China is the $1.5 billion fund’s largest-weighted country, accounting for 57.7% of assets as of end-December. Heugh said the world’s second-largest economy will remain a key focus this year despite its slower growth in 2019.
Asian consumer stocks provide “high returns on capital, low leverage and quality growth prospects,” Hong Kong-based Heugh said. The region offers “the highest ratio” of high-quality companies that have generated both 15% return on invested capital and 15% revenue growth over the past three years, he added.
With more than 800 million people emerging from poverty since market reforms began in 1978, China is an especially attractive hunting ground for consumption names, Heugh said. Key themes he’s looking at include better quality food and drink as well as access to Internet services, health care and better education opportunities for children.
As a result, the Asia Opportunities Fund’s largest positions in China focus on the education, food, beverages, restaurants and travel sectors. Food-delivery giant Meituan Dianping, distiller Kweichow Moutai Co. and soy sauce maker Foshan Haitian Flavouring & Food Co. were among the top contributors to the fund’s peer-beating performance last year.

» Stated task 1:
Please return the excerpt on the Asia Opportunities Fund word for word.

» Material shown:
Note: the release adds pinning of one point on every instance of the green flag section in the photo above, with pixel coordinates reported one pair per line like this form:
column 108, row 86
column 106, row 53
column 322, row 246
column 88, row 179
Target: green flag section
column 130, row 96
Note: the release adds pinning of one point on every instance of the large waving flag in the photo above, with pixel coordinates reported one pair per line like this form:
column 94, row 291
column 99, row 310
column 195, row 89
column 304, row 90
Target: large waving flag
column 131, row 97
---
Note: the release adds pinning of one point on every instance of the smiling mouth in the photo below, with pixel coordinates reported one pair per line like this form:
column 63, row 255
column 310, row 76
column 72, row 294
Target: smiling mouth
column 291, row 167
--
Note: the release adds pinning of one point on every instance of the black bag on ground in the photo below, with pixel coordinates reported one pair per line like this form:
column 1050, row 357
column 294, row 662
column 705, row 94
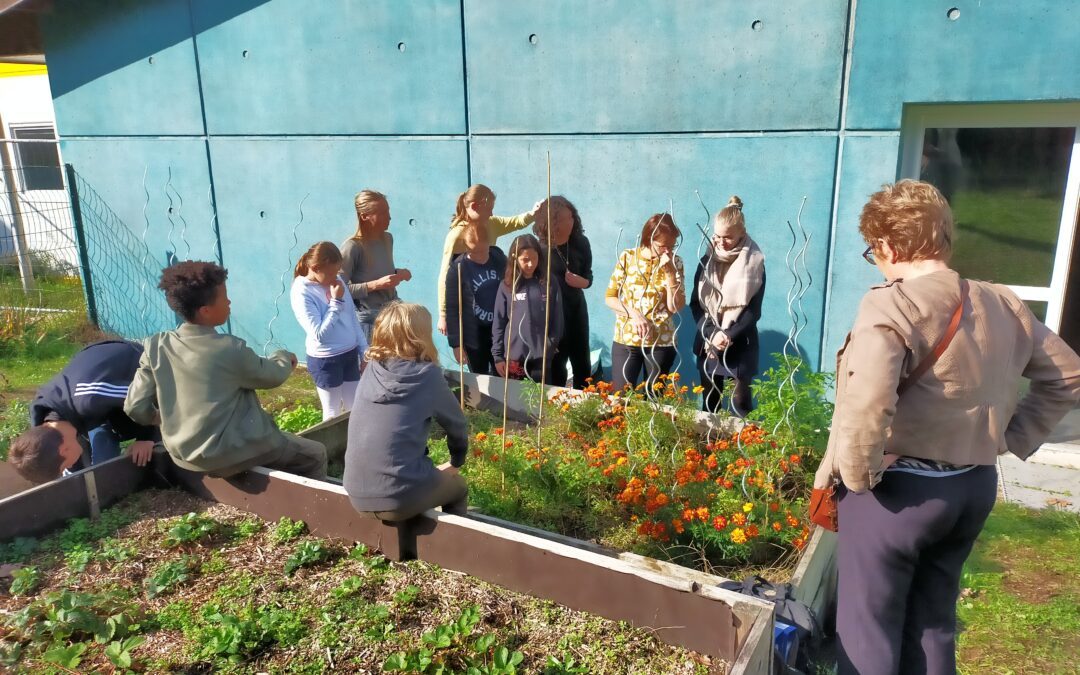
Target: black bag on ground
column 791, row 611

» Stated task 2:
In the rows, rewrite the lines between the one holding "of the green" and the one holding "column 131, row 97", inclusive, replacing "pinning" with "marking" and keeping everything else the same. Give only those lines.

» Task solution 1:
China is the $1.5 billion fund’s largest-weighted country, accounting for 57.7% of assets as of end-December. Heugh said the world’s second-largest economy will remain a key focus this year despite its slower growth in 2019.
Asian consumer stocks provide “high returns on capital, low leverage and quality growth prospects,” Hong Kong-based Heugh said. The region offers “the highest ratio” of high-quality companies that have generated both 15% return on invested capital and 15% revenue growth over the past three years, he added.
With more than 800 million people emerging from poverty since market reforms began in 1978, China is an especially attractive hunting ground for consumption names, Heugh said. Key themes he’s looking at include better quality food and drink as well as access to Internet services, health care and better education opportunities for children.
As a result, the Asia Opportunities Fund’s largest positions in China focus on the education, food, beverages, restaurants and travel sectors. Food-delivery giant Meituan Dianping, distiller Kweichow Moutai Co. and soy sauce maker Foshan Haitian Flavouring & Food Co. were among the top contributors to the fund’s peer-beating performance last year.

» Task solution 2:
Note: the release adds marking of one point on every instance of the green flag section in the photo above, with pixel coordinates reported one pair per line like this form:
column 108, row 86
column 106, row 53
column 322, row 246
column 88, row 179
Target: green flag section
column 130, row 96
Note: the release adds marking of one point on every instance of the large waving flag in the photo above, with pixel coordinates reported one pair per line like this form:
column 94, row 291
column 99, row 310
column 195, row 89
column 304, row 90
Target: large waving flag
column 131, row 97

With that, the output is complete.